Excerpts of location labeling items
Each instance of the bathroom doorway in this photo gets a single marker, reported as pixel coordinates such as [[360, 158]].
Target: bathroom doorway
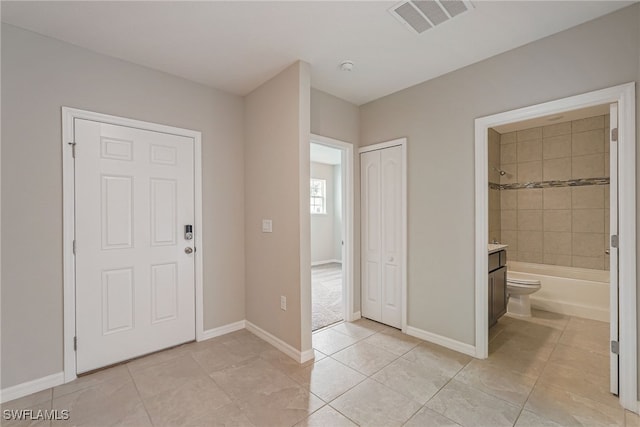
[[558, 179], [331, 212]]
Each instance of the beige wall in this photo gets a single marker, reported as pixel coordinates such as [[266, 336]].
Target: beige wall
[[39, 75], [336, 118], [563, 225], [438, 118], [276, 153], [494, 193], [323, 226]]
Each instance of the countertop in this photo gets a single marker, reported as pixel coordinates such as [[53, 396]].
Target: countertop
[[496, 247]]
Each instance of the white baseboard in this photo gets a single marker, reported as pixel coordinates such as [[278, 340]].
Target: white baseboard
[[293, 353], [328, 261], [221, 330], [443, 341], [29, 387]]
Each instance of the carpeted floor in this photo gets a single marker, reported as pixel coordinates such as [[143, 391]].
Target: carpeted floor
[[326, 295]]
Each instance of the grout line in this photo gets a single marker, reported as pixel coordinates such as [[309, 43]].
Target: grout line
[[144, 405]]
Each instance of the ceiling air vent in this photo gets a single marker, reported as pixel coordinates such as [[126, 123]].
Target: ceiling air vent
[[420, 15]]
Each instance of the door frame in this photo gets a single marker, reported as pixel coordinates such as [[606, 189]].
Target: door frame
[[402, 142], [68, 209], [347, 224], [624, 95]]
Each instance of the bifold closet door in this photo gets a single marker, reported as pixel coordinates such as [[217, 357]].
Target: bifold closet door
[[381, 246]]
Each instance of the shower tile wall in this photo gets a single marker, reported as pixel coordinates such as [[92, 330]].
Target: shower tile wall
[[561, 226], [494, 194]]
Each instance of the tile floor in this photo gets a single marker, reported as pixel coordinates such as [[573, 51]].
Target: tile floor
[[549, 371]]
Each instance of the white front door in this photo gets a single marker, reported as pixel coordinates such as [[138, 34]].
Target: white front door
[[135, 291], [381, 204], [613, 231]]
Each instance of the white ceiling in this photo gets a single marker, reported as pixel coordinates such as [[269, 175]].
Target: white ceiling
[[323, 154], [237, 45]]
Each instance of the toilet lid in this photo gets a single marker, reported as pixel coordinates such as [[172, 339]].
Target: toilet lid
[[526, 282]]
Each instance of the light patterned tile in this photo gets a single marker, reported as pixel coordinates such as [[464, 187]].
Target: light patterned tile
[[100, 405], [529, 419], [328, 341], [189, 404], [566, 408], [410, 379], [29, 401], [471, 407], [371, 403], [425, 417], [326, 417], [266, 395], [442, 359], [327, 378], [106, 378], [504, 384], [365, 358], [168, 375], [581, 372], [631, 419], [354, 330], [393, 341]]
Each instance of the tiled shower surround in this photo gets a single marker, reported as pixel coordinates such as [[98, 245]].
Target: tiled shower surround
[[567, 221]]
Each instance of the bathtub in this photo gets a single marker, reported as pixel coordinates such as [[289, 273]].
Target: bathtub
[[574, 291]]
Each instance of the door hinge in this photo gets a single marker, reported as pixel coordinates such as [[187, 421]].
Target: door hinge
[[615, 347]]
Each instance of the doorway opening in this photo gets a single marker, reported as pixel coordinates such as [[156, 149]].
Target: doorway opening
[[563, 218], [331, 210]]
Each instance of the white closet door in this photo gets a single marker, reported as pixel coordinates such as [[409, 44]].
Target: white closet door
[[134, 280], [371, 236], [391, 229], [381, 228]]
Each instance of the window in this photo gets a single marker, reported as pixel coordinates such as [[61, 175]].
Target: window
[[318, 196]]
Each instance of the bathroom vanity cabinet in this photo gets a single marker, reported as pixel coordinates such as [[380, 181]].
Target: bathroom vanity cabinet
[[497, 286]]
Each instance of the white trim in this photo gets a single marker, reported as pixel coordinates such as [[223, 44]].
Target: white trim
[[402, 142], [348, 218], [624, 95], [68, 203], [458, 346], [221, 330], [328, 261], [290, 351], [24, 389]]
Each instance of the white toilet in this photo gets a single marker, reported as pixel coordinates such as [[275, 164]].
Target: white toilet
[[518, 291]]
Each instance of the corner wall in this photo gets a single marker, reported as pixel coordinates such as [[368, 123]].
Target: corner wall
[[338, 119], [438, 118], [39, 76], [276, 168]]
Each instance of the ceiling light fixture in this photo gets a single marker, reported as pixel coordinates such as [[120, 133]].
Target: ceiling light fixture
[[346, 66]]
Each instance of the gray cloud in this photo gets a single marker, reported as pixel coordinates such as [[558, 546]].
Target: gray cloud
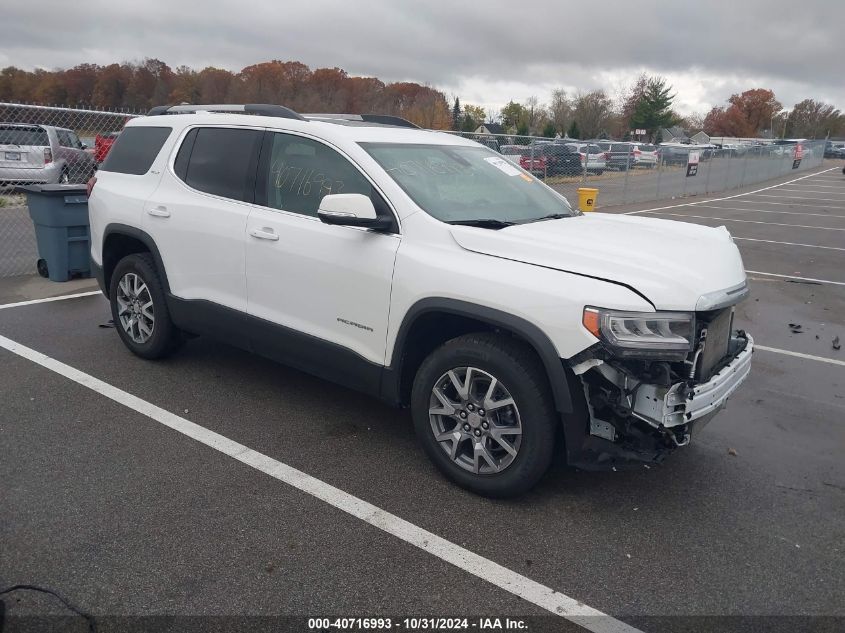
[[486, 53]]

● Required work:
Rewrite the items from the start of the records through the line containing "[[558, 179], [331, 212]]", inclusive, replacing "bathroom doorway" with "laundry doorway" and leaving everything else unchanged. Omit the pictures from your answer.

● Response to this task:
Each instance of the laundry doorway in this photo gets a single marker, reported as pixel coordinates such as [[360, 158]].
Target: laundry doorway
[[558, 179], [331, 212]]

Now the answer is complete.